■ DATA EXTRACT:
+ + + + + + +

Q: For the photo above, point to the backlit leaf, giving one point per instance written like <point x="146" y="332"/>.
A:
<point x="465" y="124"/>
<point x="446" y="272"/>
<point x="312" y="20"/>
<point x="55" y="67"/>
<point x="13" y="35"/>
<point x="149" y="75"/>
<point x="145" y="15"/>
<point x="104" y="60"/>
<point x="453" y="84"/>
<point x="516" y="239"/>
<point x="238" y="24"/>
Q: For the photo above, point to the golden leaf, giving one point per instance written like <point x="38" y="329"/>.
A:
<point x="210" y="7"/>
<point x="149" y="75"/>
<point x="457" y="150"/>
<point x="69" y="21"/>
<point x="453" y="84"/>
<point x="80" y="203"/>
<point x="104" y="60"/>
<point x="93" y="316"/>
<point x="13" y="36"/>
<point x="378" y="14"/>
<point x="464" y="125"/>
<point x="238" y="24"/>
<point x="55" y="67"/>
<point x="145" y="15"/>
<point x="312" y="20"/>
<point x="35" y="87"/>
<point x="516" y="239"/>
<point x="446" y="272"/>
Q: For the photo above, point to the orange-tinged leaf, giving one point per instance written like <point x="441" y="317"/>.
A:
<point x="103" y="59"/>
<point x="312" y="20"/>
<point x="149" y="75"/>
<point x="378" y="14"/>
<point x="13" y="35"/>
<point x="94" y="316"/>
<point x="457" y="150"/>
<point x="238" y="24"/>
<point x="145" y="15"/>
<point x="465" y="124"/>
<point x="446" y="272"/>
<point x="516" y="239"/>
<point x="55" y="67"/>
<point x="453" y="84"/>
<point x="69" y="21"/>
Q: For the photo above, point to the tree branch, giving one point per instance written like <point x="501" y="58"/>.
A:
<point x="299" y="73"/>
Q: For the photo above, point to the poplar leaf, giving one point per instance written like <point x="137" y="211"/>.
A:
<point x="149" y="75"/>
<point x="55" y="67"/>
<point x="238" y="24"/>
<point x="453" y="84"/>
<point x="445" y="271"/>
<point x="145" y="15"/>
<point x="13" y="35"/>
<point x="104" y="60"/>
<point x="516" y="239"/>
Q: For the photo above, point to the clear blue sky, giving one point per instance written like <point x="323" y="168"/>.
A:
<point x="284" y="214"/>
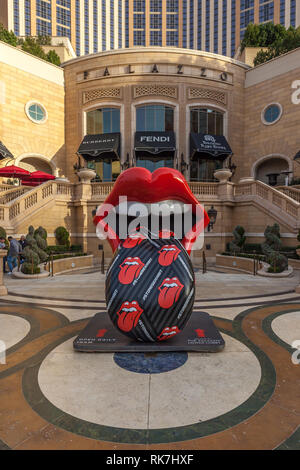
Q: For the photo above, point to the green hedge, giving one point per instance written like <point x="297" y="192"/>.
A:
<point x="63" y="248"/>
<point x="67" y="256"/>
<point x="246" y="255"/>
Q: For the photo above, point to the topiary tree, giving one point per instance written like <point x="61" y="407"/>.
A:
<point x="239" y="240"/>
<point x="34" y="252"/>
<point x="271" y="248"/>
<point x="2" y="233"/>
<point x="62" y="236"/>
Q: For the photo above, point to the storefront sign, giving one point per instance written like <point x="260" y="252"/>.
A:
<point x="157" y="68"/>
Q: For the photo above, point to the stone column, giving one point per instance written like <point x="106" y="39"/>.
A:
<point x="3" y="290"/>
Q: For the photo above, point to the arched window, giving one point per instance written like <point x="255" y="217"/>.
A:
<point x="207" y="121"/>
<point x="104" y="121"/>
<point x="152" y="117"/>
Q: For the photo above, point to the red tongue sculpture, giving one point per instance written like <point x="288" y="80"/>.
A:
<point x="150" y="286"/>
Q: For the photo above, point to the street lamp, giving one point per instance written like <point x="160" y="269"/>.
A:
<point x="212" y="214"/>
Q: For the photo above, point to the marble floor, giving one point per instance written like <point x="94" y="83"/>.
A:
<point x="244" y="397"/>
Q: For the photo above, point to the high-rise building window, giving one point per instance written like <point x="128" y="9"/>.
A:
<point x="77" y="16"/>
<point x="282" y="12"/>
<point x="43" y="9"/>
<point x="216" y="25"/>
<point x="63" y="16"/>
<point x="16" y="17"/>
<point x="233" y="23"/>
<point x="95" y="17"/>
<point x="266" y="11"/>
<point x="206" y="121"/>
<point x="200" y="45"/>
<point x="155" y="38"/>
<point x="172" y="5"/>
<point x="86" y="27"/>
<point x="207" y="25"/>
<point x="27" y="18"/>
<point x="104" y="25"/>
<point x="112" y="24"/>
<point x="155" y="5"/>
<point x="224" y="28"/>
<point x="63" y="31"/>
<point x="43" y="28"/>
<point x="293" y="13"/>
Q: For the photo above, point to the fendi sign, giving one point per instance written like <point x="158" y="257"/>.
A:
<point x="157" y="69"/>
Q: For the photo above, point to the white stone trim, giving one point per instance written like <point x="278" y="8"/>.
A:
<point x="148" y="101"/>
<point x="258" y="162"/>
<point x="28" y="63"/>
<point x="273" y="68"/>
<point x="165" y="50"/>
<point x="106" y="104"/>
<point x="266" y="123"/>
<point x="30" y="103"/>
<point x="188" y="122"/>
<point x="38" y="157"/>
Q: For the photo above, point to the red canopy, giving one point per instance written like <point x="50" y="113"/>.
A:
<point x="38" y="176"/>
<point x="14" y="171"/>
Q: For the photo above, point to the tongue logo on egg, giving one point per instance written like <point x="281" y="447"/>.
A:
<point x="128" y="315"/>
<point x="169" y="292"/>
<point x="130" y="270"/>
<point x="168" y="254"/>
<point x="168" y="332"/>
<point x="134" y="240"/>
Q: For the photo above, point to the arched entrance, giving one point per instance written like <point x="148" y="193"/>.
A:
<point x="36" y="163"/>
<point x="273" y="170"/>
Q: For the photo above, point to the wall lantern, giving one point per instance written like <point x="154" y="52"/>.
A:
<point x="212" y="214"/>
<point x="183" y="164"/>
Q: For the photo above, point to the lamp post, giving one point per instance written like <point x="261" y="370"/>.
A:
<point x="212" y="214"/>
<point x="183" y="164"/>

+ + + + + + +

■ WORK ITEM:
Please output the entries above exactly, leaving out every picture.

■ SOLVED EXERCISE:
Q: For the photo above, point to the backlit leaf, giving one point per instance written like <point x="146" y="332"/>.
A:
<point x="465" y="124"/>
<point x="446" y="272"/>
<point x="312" y="20"/>
<point x="55" y="67"/>
<point x="13" y="35"/>
<point x="149" y="75"/>
<point x="145" y="15"/>
<point x="104" y="60"/>
<point x="453" y="84"/>
<point x="516" y="239"/>
<point x="238" y="24"/>
Q: For the photo above, point to the golden leaf, giving one point per instance written like <point x="38" y="329"/>.
A:
<point x="210" y="7"/>
<point x="149" y="75"/>
<point x="457" y="150"/>
<point x="69" y="21"/>
<point x="453" y="84"/>
<point x="80" y="203"/>
<point x="104" y="60"/>
<point x="93" y="316"/>
<point x="13" y="36"/>
<point x="378" y="14"/>
<point x="464" y="125"/>
<point x="238" y="24"/>
<point x="55" y="67"/>
<point x="145" y="15"/>
<point x="312" y="20"/>
<point x="35" y="87"/>
<point x="516" y="239"/>
<point x="446" y="272"/>
Q: For the photo above, point to the orange-tinged leaf, giving one point per instance written like <point x="441" y="317"/>.
A:
<point x="103" y="59"/>
<point x="312" y="20"/>
<point x="149" y="75"/>
<point x="378" y="14"/>
<point x="13" y="35"/>
<point x="94" y="316"/>
<point x="457" y="150"/>
<point x="238" y="24"/>
<point x="145" y="15"/>
<point x="465" y="124"/>
<point x="446" y="272"/>
<point x="516" y="239"/>
<point x="55" y="67"/>
<point x="453" y="84"/>
<point x="69" y="21"/>
Q: For the photo above, point to the tree branch, giving one point per instance written like <point x="501" y="58"/>.
A:
<point x="299" y="73"/>
Q: For the photo above, point to the poplar leaf, giving one point per instance written like <point x="137" y="211"/>.
A:
<point x="149" y="75"/>
<point x="55" y="67"/>
<point x="238" y="24"/>
<point x="453" y="84"/>
<point x="445" y="271"/>
<point x="145" y="15"/>
<point x="13" y="35"/>
<point x="104" y="60"/>
<point x="516" y="239"/>
Q: For the photo above, point to the clear blue sky, giving one point per instance written like <point x="323" y="168"/>.
A:
<point x="284" y="214"/>
Q: For the photo above, point to the green hedge, giving one point per instance written like <point x="297" y="192"/>.
A:
<point x="63" y="248"/>
<point x="67" y="256"/>
<point x="246" y="255"/>
Q: For the photo above, point to the topiary tree, giving one point per instance written like <point x="61" y="407"/>.
A:
<point x="239" y="240"/>
<point x="34" y="252"/>
<point x="271" y="248"/>
<point x="2" y="233"/>
<point x="62" y="236"/>
Q: For the photo above, point to the storefront sign, giving one point per instance written like <point x="260" y="252"/>.
A:
<point x="157" y="68"/>
Q: For the photo above, point to the stone column, giving one point per instance written like <point x="106" y="39"/>.
A:
<point x="3" y="290"/>
Q: For the photo above, point to the arched window, giving one point per instance written like <point x="255" y="217"/>.
A:
<point x="207" y="121"/>
<point x="104" y="121"/>
<point x="152" y="117"/>
Q: For the photo above, point to the red tongue sculpture, giving one point per instance written like <point x="288" y="80"/>.
A:
<point x="150" y="286"/>
Q: For the photo above, point to the street lamp, giving one point per instance written like <point x="160" y="269"/>.
A:
<point x="212" y="214"/>
Q: For the photo above, point to the marble floor, giving one point per instance written like <point x="94" y="83"/>.
A:
<point x="244" y="397"/>
Q: For the photo above, point to the high-rise building window, giving one point per instance written like <point x="128" y="9"/>.
A:
<point x="77" y="16"/>
<point x="282" y="12"/>
<point x="43" y="9"/>
<point x="216" y="25"/>
<point x="63" y="16"/>
<point x="16" y="17"/>
<point x="233" y="23"/>
<point x="95" y="17"/>
<point x="266" y="11"/>
<point x="206" y="121"/>
<point x="200" y="45"/>
<point x="155" y="38"/>
<point x="172" y="5"/>
<point x="86" y="27"/>
<point x="207" y="25"/>
<point x="27" y="18"/>
<point x="104" y="25"/>
<point x="112" y="24"/>
<point x="155" y="5"/>
<point x="224" y="28"/>
<point x="63" y="31"/>
<point x="43" y="28"/>
<point x="293" y="13"/>
Q: For the photo above, point to the fendi sign, giving one point per instance written like <point x="158" y="257"/>.
A:
<point x="157" y="69"/>
Q: For the photo above, point to the white stone trim, giving one point per instance written like <point x="278" y="8"/>.
A:
<point x="148" y="101"/>
<point x="258" y="162"/>
<point x="28" y="63"/>
<point x="273" y="68"/>
<point x="165" y="50"/>
<point x="106" y="104"/>
<point x="266" y="123"/>
<point x="30" y="103"/>
<point x="188" y="122"/>
<point x="38" y="157"/>
Q: For the photo above, point to the red canopy, giving one point per instance written like <point x="50" y="113"/>.
A:
<point x="38" y="176"/>
<point x="14" y="171"/>
Q: For the photo above, point to the tongue logo on egg, giving one point per instance written like <point x="281" y="447"/>.
A:
<point x="128" y="315"/>
<point x="169" y="292"/>
<point x="130" y="270"/>
<point x="168" y="254"/>
<point x="168" y="332"/>
<point x="134" y="240"/>
Q: For the photo above, point to the arched entrance, giving one point per instance written like <point x="148" y="193"/>.
A:
<point x="36" y="163"/>
<point x="273" y="170"/>
Q: For the photo above, point to the wall lantern, giving one point per instance written like <point x="154" y="52"/>.
A:
<point x="212" y="214"/>
<point x="183" y="164"/>
Q: For the photo above, point to the lamp post, giving one point per instance written like <point x="261" y="370"/>.
A:
<point x="212" y="214"/>
<point x="183" y="164"/>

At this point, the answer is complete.